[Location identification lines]
━━━━━━━━━━

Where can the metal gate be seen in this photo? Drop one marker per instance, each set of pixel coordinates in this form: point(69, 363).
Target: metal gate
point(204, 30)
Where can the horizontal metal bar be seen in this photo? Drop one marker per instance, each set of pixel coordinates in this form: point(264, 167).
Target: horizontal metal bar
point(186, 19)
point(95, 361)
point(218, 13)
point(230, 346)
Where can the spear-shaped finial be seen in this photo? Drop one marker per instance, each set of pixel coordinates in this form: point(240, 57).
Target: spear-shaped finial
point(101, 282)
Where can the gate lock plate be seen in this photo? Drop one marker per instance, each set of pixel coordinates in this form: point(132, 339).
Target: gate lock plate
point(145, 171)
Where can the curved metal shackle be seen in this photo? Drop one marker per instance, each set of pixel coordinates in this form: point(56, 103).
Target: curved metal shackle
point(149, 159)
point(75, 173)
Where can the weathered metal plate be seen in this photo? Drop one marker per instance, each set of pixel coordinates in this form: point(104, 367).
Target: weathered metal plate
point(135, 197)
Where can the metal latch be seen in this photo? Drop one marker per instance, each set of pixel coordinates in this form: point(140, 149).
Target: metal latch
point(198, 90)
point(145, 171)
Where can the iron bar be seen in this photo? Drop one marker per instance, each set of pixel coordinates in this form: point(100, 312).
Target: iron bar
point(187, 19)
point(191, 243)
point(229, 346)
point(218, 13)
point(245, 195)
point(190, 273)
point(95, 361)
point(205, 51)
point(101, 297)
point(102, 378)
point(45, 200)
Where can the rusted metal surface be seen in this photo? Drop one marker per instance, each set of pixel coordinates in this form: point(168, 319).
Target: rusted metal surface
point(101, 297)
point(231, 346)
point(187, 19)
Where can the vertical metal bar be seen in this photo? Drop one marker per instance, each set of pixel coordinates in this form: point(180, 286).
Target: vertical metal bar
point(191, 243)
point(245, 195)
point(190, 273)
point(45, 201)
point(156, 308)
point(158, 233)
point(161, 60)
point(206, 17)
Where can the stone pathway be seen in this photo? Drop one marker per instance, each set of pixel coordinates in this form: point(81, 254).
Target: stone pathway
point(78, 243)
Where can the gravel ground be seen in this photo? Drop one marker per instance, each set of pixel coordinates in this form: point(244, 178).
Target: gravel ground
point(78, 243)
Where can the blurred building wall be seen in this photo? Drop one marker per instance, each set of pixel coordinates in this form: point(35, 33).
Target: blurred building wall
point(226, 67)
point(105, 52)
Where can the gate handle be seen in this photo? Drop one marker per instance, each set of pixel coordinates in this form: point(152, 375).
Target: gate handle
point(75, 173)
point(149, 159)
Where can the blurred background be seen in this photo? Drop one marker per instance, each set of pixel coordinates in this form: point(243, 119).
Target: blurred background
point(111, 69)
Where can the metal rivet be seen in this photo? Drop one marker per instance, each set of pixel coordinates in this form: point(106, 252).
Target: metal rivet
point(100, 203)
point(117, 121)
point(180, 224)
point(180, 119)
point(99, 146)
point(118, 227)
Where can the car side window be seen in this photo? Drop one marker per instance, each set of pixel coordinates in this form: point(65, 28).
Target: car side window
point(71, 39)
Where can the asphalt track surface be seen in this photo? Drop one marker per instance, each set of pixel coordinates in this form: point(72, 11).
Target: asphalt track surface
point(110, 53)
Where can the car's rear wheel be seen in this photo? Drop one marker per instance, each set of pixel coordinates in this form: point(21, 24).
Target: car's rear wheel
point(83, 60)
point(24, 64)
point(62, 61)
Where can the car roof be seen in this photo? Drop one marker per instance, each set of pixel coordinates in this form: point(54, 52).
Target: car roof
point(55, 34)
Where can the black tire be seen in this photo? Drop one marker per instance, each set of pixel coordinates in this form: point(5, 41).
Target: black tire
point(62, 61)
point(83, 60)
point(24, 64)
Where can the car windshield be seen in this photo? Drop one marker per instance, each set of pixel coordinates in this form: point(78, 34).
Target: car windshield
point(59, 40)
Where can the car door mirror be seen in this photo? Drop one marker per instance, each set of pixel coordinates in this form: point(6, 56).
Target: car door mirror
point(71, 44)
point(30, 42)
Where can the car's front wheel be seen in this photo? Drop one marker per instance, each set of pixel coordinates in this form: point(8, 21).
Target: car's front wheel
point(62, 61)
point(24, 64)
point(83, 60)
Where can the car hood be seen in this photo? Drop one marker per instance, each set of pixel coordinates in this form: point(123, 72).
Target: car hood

━━━━━━━━━━

• [STATED PROBLEM]: Copy down all of the lines above word for word.

• [RESULT]:
Where can the metal gate be seen in this photo? Drop one marker per instance, each set of pixel coordinates in this form: point(69, 363).
Target: metal gate
point(204, 30)
Where can the horizontal metal bar be seen in this photo? Drop one marker per instance, each set of pixel coordinates in this form: point(264, 167).
Target: horizontal metal bar
point(186, 19)
point(95, 361)
point(218, 13)
point(230, 346)
Where can the spear-shaped finial be seen in this photo? Drop one marker per instance, each set of pixel coordinates in this form: point(240, 57).
Target: spear-shaped finial
point(101, 282)
Where can the gate lock plate be seen in this photo? Drop one marker per instance, each set of pixel coordinates in this form: point(132, 339).
Target: gate lock plate
point(145, 171)
Where can the curved metal shackle be seen in this photo? Drop one marker per instance, each set of pixel coordinates in this form: point(56, 103).
Target: curved metal shackle
point(149, 159)
point(75, 173)
Where can the weathered metal plate be seen in this photo? Drop one marker per instance, each set of pixel coordinates in this form: point(104, 367).
Target: weathered metal plate
point(135, 197)
Where can the metal latch be seen in this photo? Drop one marker per instance, each set of pixel coordinates in this form: point(140, 149).
Target: metal latch
point(198, 90)
point(145, 171)
Where can the iron bar be seen in this photo? Drop one marker per instance, each set of pixel coordinates in this form: point(100, 312).
Target: iron bar
point(187, 19)
point(191, 243)
point(229, 346)
point(218, 13)
point(245, 195)
point(190, 273)
point(95, 361)
point(205, 51)
point(101, 297)
point(102, 378)
point(45, 200)
Where can the rusted metal surface be seen in this photo? Drop one marker per instance, each set of pixel coordinates in this form: point(168, 319).
Target: rusted metal surface
point(101, 297)
point(231, 346)
point(187, 19)
Where can the vertical metal bar be seen in this photo? Drop one marker per instance, each set of pixel coordinates in this form: point(180, 286).
Target: vertical metal bar
point(191, 243)
point(245, 195)
point(190, 273)
point(45, 201)
point(156, 308)
point(158, 233)
point(161, 60)
point(206, 17)
Where can the stone pathway be seen in this photo? Drop one marker per instance, each set of pixel coordinates in this form: point(81, 254).
Target: stone pathway
point(78, 243)
Where can the gravel ground be seen in this photo? Drop one marker per instance, each set of pixel coordinates in this form: point(244, 178).
Target: gravel ground
point(78, 243)
Where can the blurred building wall be seen in this photo? Drop one marker per instance, each set of pixel coordinates in this form: point(35, 33).
Target: blurred building wall
point(226, 67)
point(105, 52)
Where can the gate handle be seen in this photo? Drop one marker per instance, each set of pixel coordinates in this form: point(152, 375).
Target: gate handle
point(75, 173)
point(149, 159)
Where can the blurred background be seen in this photo? Drop one marker per instance, each set of pixel coordinates in this form: point(243, 119).
Target: blurred background
point(111, 69)
Where can the metal rivet be seen in this photo? Drop one marker per instance, each set of pixel coordinates in this form: point(106, 252).
Target: metal rivet
point(100, 203)
point(117, 121)
point(180, 224)
point(180, 119)
point(99, 146)
point(118, 227)
Where can the car side window be seen in this photo? Drop one marker per instance, each set of pixel coordinates in this form: point(65, 28).
Target: car side window
point(71, 39)
Where can the asphalt track surface be seen in this photo? Drop one marker per instance, each set of pixel coordinates in this form: point(72, 11).
Target: asphalt track surface
point(110, 53)
Where can the car's rear wheel be seen in this photo? Drop one marker per instance, each set of pixel coordinates in this form: point(21, 24).
Target: car's rear wheel
point(83, 60)
point(24, 64)
point(62, 61)
Where can the car roof be seen in this photo? Drop one marker per instance, each set of pixel coordinates in this form: point(54, 52).
Target: car roof
point(55, 34)
Where can the black tire be seen in this photo? Drop one marker per instance, each set of pixel coordinates in this form: point(5, 41).
Target: black tire
point(62, 61)
point(83, 60)
point(24, 64)
Where can the car windshield be seen in this photo? Drop one marker per instance, each set of pixel coordinates in this form: point(78, 34).
Target: car windshield
point(59, 40)
Where can the car door mirror be seen in this photo? Drop one marker per instance, each set of pixel coordinates in this form: point(6, 56).
Target: car door mirror
point(71, 44)
point(30, 42)
Where can the car's front wheel be seen in this photo? Drop one marker per instance, each set of pixel coordinates in this form: point(8, 21).
Target: car's front wheel
point(62, 61)
point(24, 64)
point(83, 60)
Where can the car hood be seen in this photo? Drop one marker per instance, each set of pixel coordinates in this form: point(123, 72).
Target: car hood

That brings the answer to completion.